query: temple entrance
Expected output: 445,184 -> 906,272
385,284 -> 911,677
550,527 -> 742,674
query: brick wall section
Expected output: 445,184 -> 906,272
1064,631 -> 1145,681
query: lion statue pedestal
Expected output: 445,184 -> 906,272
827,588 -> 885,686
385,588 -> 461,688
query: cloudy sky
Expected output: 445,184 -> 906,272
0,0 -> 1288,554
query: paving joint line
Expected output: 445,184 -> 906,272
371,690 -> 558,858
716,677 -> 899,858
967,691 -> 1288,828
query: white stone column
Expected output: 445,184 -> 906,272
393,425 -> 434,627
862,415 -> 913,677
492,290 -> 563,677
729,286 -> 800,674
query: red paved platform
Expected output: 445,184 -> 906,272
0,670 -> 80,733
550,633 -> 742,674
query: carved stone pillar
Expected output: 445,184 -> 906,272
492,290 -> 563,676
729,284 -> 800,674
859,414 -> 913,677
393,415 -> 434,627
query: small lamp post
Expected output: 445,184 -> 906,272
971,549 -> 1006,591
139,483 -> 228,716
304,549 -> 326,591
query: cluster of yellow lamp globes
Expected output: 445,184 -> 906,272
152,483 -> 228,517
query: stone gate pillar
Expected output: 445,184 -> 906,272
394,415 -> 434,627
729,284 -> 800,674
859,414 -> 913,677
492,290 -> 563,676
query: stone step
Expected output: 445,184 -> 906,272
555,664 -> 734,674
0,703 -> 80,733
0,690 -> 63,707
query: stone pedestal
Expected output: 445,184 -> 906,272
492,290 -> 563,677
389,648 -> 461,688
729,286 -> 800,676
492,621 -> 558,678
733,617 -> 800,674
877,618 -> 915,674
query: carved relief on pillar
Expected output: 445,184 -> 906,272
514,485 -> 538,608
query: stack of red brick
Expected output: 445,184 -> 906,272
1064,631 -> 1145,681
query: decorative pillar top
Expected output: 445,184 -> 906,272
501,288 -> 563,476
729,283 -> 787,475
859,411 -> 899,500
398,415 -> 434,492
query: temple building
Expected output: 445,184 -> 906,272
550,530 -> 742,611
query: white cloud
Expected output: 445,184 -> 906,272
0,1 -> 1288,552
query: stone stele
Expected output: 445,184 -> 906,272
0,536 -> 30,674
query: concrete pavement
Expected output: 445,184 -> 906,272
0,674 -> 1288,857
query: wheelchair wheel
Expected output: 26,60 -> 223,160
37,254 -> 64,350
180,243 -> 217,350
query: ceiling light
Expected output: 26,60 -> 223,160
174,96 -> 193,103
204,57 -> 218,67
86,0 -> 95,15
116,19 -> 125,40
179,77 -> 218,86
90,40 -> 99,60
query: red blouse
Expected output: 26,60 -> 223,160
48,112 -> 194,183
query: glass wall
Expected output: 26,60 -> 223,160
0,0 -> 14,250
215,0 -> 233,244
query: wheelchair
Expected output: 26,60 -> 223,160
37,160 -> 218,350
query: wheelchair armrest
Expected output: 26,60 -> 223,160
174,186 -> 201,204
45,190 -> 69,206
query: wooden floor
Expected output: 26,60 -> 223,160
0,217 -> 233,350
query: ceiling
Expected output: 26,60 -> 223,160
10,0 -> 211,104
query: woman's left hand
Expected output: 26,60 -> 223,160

================

## Task description
Rescale the records from the line containing "query: ceiling light" through the end of the records, both ends included, and write out only those lines, requests included. Multiply every bounding-box coordinate in the answers by 1.9 and round to whole numbers, halves up, while leaving the requests and their format samples unchanged.

## Expected answer
query: ceiling light
Expected output: 26,60 -> 223,160
331,182 -> 367,196
388,108 -> 414,127
163,0 -> 181,29
220,36 -> 238,76
340,146 -> 414,163
171,76 -> 188,114
query: red blouse
Expected output: 26,60 -> 223,160
91,213 -> 369,348
query: glass wall
Expected output: 26,60 -> 223,160
0,0 -> 27,475
409,0 -> 443,464
query: wheelchair
Expected output: 26,60 -> 223,160
70,304 -> 414,665
query: wheelchair armrest
Expected output: 26,60 -> 223,160
331,353 -> 382,388
86,361 -> 131,391
query: wooden floor
Expected output: 26,60 -> 223,160
0,412 -> 443,665
query: ceiling
Expected output: 26,60 -> 223,160
19,0 -> 401,198
query: woman's left hand
Expected output: 26,60 -> 223,160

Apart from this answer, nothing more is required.